> WHAT IS BEING ASKED: Within the listing below, please show every line carrying the string "form".

> GIVEN DATA:
★ ★ ★ ★
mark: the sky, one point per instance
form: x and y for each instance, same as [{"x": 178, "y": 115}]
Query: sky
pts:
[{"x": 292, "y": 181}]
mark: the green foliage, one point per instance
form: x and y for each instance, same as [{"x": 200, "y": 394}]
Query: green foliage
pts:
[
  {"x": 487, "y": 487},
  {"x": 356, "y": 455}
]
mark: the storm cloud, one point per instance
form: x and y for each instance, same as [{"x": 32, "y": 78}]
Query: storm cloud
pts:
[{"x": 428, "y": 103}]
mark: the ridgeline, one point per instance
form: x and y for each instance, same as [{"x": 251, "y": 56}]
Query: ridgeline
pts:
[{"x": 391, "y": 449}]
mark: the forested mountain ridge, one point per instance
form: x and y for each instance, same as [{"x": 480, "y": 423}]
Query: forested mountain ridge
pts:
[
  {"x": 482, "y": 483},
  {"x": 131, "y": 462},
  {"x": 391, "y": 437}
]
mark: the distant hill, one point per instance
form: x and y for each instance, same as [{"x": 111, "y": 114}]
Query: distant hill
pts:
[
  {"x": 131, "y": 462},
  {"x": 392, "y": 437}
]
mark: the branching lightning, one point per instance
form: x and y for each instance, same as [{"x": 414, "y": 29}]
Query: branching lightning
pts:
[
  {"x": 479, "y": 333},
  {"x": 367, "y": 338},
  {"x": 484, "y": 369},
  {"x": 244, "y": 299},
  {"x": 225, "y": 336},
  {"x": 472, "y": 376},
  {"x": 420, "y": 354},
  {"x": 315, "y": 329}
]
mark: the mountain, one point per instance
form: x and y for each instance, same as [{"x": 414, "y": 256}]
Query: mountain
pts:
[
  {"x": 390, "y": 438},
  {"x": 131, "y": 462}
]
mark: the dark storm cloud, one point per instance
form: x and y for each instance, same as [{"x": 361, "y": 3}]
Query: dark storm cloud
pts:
★ ★ ★ ★
> TASK RESULT:
form: x and y for each instance, same as [{"x": 178, "y": 115}]
form: x and y for each instance, same as [{"x": 200, "y": 394}]
form: x and y for each instance, same as [{"x": 32, "y": 78}]
form: x and y for each instance, same as [{"x": 251, "y": 56}]
form: x and y for each instance, same as [{"x": 480, "y": 423}]
form: x and y for each instance, same as [{"x": 111, "y": 114}]
form: x and y for each instance, same as [{"x": 414, "y": 29}]
form: x and y for each instance, same as [{"x": 414, "y": 256}]
form: x and y for each instance, same as [{"x": 361, "y": 3}]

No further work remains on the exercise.